Exercise prompt:
Recast the records below as a Markdown table with the columns "No." and "Line", one row per line, beginning at the line that contains "Point out every instance of the patch" and continuing through the end of the records. Skip blank lines and leave the pictures out.

[Point annotations for photos]
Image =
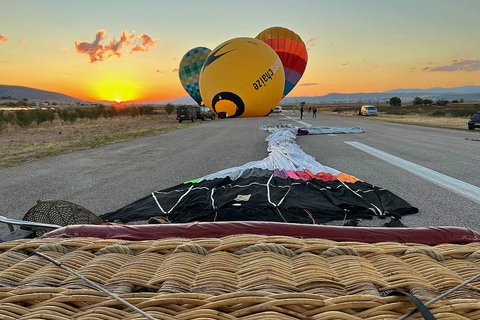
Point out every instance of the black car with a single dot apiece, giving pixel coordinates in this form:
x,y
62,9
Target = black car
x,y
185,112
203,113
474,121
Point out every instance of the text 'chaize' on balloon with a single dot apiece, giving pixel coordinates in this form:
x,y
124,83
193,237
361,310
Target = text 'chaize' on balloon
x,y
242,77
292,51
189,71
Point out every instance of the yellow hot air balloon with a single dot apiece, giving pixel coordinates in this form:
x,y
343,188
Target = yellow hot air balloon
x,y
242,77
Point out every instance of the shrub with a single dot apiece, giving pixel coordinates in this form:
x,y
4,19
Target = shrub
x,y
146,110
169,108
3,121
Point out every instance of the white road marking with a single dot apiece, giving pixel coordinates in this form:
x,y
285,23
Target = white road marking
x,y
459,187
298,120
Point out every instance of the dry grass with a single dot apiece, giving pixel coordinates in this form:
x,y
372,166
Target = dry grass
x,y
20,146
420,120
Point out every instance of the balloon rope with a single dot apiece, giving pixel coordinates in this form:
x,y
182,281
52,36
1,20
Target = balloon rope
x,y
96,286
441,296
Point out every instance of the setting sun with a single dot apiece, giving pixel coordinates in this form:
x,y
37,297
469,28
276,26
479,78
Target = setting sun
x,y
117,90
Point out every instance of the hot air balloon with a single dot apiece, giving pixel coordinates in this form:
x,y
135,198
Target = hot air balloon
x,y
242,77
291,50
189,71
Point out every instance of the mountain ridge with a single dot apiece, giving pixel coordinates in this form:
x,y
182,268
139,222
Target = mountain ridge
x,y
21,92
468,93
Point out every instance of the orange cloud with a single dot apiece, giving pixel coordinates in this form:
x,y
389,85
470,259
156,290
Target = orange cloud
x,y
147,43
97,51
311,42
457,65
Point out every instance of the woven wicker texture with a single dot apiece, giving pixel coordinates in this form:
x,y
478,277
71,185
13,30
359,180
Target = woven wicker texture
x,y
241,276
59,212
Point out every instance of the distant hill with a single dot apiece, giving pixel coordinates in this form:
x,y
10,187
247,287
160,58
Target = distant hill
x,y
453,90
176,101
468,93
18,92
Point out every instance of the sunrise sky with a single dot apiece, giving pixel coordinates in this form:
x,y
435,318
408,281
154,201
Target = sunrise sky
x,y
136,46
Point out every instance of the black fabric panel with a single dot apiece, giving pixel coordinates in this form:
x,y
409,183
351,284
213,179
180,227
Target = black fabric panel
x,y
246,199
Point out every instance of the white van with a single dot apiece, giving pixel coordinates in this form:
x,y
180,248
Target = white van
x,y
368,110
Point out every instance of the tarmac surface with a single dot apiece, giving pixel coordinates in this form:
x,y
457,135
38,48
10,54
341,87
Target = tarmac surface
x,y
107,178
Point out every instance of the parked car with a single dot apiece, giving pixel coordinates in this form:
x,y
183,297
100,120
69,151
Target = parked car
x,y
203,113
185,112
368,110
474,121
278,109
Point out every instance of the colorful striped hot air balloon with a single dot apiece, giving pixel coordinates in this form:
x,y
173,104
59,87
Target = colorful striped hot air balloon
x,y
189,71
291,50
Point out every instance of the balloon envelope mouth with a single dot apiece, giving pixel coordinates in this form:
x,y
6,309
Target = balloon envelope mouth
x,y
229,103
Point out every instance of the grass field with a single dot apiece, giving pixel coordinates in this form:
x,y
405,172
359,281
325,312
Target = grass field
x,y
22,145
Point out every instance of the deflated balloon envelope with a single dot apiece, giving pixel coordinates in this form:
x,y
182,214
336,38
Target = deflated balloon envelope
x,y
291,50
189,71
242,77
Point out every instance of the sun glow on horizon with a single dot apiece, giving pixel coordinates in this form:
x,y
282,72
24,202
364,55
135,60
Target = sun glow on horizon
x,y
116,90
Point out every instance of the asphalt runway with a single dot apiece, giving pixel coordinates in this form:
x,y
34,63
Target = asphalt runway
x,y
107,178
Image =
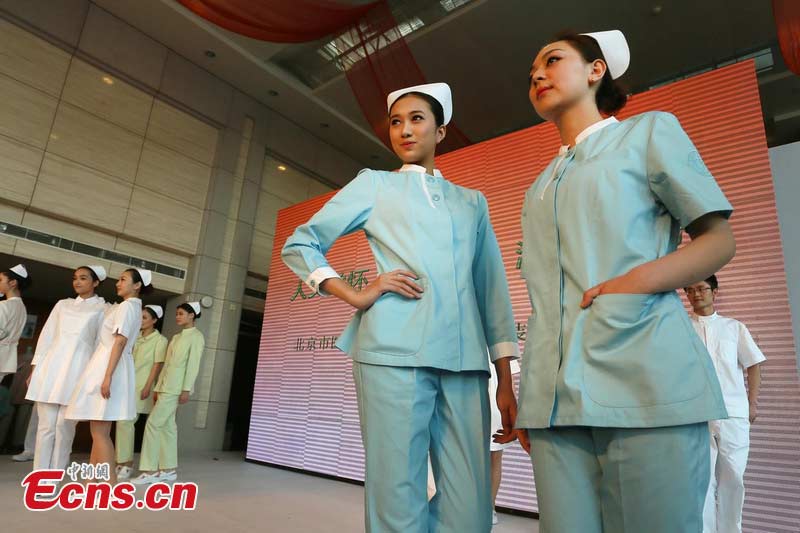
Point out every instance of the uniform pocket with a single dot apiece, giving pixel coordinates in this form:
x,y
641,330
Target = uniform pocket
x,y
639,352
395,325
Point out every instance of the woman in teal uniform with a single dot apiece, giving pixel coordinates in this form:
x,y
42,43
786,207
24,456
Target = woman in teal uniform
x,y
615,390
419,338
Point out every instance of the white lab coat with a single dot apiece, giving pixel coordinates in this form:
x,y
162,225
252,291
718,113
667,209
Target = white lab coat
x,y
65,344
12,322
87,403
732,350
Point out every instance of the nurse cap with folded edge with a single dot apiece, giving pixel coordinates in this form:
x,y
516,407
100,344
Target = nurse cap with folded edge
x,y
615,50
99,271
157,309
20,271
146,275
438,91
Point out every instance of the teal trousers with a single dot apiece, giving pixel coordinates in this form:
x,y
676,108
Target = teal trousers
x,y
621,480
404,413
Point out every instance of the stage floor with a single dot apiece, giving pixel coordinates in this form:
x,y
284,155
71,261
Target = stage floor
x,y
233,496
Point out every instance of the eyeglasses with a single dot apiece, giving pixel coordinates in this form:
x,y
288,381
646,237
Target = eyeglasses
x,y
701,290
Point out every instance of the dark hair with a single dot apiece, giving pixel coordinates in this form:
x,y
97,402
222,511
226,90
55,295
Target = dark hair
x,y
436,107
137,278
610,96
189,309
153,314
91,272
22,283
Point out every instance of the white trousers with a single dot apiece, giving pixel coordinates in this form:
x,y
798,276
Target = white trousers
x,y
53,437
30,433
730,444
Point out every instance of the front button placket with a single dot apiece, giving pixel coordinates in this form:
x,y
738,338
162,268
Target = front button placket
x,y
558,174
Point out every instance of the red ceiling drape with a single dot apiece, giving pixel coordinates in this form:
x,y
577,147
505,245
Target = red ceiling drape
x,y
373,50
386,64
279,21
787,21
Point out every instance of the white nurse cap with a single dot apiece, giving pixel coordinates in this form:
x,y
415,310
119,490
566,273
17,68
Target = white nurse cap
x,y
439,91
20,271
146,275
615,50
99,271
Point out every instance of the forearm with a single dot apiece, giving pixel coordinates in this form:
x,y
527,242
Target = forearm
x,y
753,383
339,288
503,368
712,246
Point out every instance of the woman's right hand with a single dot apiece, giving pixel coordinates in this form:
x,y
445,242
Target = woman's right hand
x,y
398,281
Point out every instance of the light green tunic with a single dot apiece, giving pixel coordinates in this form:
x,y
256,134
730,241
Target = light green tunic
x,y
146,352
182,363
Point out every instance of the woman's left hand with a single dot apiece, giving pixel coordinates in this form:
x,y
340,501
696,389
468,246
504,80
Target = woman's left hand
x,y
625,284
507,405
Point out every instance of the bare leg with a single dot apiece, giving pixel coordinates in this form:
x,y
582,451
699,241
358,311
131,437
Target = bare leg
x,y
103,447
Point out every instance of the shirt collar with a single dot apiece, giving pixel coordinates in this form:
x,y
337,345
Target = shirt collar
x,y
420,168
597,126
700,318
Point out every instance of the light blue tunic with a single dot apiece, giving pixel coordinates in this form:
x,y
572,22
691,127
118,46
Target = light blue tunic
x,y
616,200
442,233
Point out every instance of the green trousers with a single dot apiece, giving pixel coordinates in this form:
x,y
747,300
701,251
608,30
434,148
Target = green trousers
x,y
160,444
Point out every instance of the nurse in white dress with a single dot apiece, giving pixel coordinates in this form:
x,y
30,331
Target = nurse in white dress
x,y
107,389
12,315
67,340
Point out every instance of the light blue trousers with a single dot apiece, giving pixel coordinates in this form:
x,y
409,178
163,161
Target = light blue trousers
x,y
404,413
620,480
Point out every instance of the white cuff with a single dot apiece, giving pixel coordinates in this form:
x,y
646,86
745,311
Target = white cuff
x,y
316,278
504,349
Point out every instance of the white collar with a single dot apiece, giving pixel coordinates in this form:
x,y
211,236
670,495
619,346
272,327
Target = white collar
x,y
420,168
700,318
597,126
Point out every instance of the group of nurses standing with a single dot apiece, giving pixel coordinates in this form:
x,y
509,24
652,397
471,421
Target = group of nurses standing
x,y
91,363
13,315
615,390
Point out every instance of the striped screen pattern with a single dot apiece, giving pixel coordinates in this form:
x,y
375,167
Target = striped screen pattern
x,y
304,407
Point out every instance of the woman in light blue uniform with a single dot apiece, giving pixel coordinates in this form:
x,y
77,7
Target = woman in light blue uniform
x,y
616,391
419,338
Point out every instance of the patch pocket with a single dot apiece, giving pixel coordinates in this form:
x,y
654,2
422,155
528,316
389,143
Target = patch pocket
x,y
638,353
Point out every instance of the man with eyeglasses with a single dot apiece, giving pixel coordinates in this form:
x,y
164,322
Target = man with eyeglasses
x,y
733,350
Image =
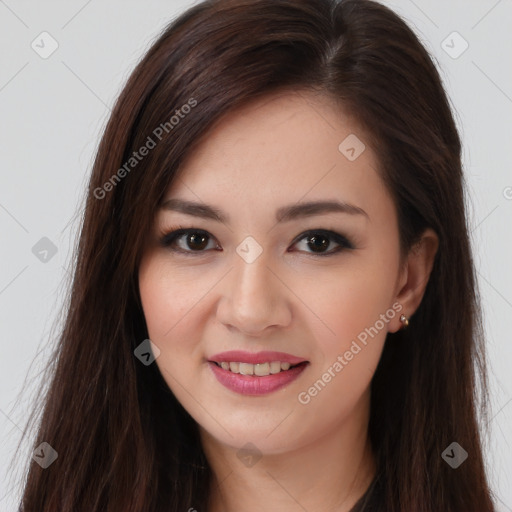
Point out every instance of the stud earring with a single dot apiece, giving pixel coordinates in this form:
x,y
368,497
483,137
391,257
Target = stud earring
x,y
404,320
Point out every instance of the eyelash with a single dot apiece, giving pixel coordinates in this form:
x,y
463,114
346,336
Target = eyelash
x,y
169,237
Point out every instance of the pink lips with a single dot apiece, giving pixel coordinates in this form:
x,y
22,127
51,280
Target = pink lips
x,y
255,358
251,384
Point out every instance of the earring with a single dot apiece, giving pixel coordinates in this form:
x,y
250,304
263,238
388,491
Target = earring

Complete answer:
| No. | Line |
|---|---|
| 1 | Point out every instance of the patch pocket with a single dot apiece, giving pixel coordinates in this form: |
| 2 | x,y |
| 3 | 654,2 |
| 4 | 422,155 |
| 5 | 528,316 |
| 6 | 389,143 |
| 7 | Target = patch pocket |
| 8 | x,y |
| 9 | 638,353 |
| 10 | Point out every instance of the man with eyeglasses with a single dot apiece, giving pixel coordinates in this form: |
| 11 | x,y |
| 12 | 164,322 |
| 13 | Target = man with eyeglasses |
| 14 | x,y |
| 15 | 733,350 |
| 16 | Image = |
| 17 | Point out every instance of the stud earring with a single dot apiece, giving pixel coordinates in this form: |
| 18 | x,y |
| 19 | 368,497 |
| 20 | 483,137 |
| 21 | 391,257 |
| 22 | Target = stud earring |
| 23 | x,y |
| 24 | 404,320 |
| 25 | Point out every instance of the eyelash with a single dot apiece, giving pixel coordinates in this form: |
| 26 | x,y |
| 27 | 463,114 |
| 28 | 346,336 |
| 29 | Target = eyelash |
| 30 | x,y |
| 31 | 169,237 |
| 32 | Point out every instance of the pink lips with a single dot apiece, giving pixel coordinates in this form: |
| 33 | x,y |
| 34 | 22,127 |
| 35 | 51,280 |
| 36 | Target = pink lips |
| 37 | x,y |
| 38 | 255,358 |
| 39 | 251,384 |
| 40 | Point out every instance of the earring with a single dot apiece, giving pixel coordinates in this form: |
| 41 | x,y |
| 42 | 250,304 |
| 43 | 263,238 |
| 44 | 388,491 |
| 45 | Target = earring |